### Trecho ###
Acordei achando que aquele seria um dia como um outro qualquer.
Estava enganado. Percebi que mais uma vez ele estaria presente em nossas
vidas de forma insistente, durante todo o tempo.
Logo cedo, ao assistir o jornal na televisão, ele já dava
mostra do que havia feito no dia anterior, e aparecia na manchete que o
apresentador, em tom quase fúnebre anunciava:- “Mercado nervoso
faz dólar fechar em alta no dia de ontem...”.
Seguindo a rotina diária e saboreando o meu capuccino light, ao
começar a ler as noticias da primeira página do jornal, lá
estava ele novamente, retratado em letras garrafais: - “Mercado tenso faz
o risco país subir acima dos 2.000 pontos”.
Termino o meu café e vou para o trabalho, e no caminho, escutando
as noticias pelo rádio, quem estava lá de novo, presente
na voz do locutor ? Ele mesmo, o famigerado Mercado,
em sua perseguição diária à multidão
de iludidos que como eu julga conhecer algo desse exercício de futurologia
chamado Economia. A frase dita com um certo desalento anunciava:
“- Segundo os analistas, a falta de atitude dos candidatos da oposição
à Presidência da República tem causado instabilidade
no Mercado”
No horário do almoço percebo que aumentou o preço
do quilo no Sef Service e resolvo comentar o fato com o dono do restaurante,
que está no caixa. E o que ouço ? “ - Não tive outra
alternativa ! A culpa é do Mercado ..”
### Dados fornecidos ###
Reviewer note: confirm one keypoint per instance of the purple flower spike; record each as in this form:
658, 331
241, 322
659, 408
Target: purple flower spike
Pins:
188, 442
###
### Dados fornecidos ###
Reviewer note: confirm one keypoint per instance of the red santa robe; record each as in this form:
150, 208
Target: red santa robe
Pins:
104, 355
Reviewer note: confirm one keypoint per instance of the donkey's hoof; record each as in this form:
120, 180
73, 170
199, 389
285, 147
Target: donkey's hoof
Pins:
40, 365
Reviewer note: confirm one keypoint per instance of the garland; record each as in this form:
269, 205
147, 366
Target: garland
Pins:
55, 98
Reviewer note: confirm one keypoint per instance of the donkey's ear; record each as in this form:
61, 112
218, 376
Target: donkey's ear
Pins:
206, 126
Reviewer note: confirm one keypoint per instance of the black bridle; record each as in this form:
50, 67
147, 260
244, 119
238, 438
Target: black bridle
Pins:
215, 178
###
Problema curto »
Responda com base no trecho:
(a) Segundo a manchete do jornal impresso, o risco país subiu acima de quantos pontos?
(b) Conforme a notícia ouvida no rádio, a que os analistas atribuem a instabilidade no Mercado?
(c) O que o narrador percebe que aumentou no horário do almoço?
As entradas procedem de uma fonte diferente da do trecho.

Resultado »
(a) Acima dos 2.000 pontos.
(b) À falta de atitude dos candidatos da oposição à Presidência da República.
(c) O preço do quilo no restaurante.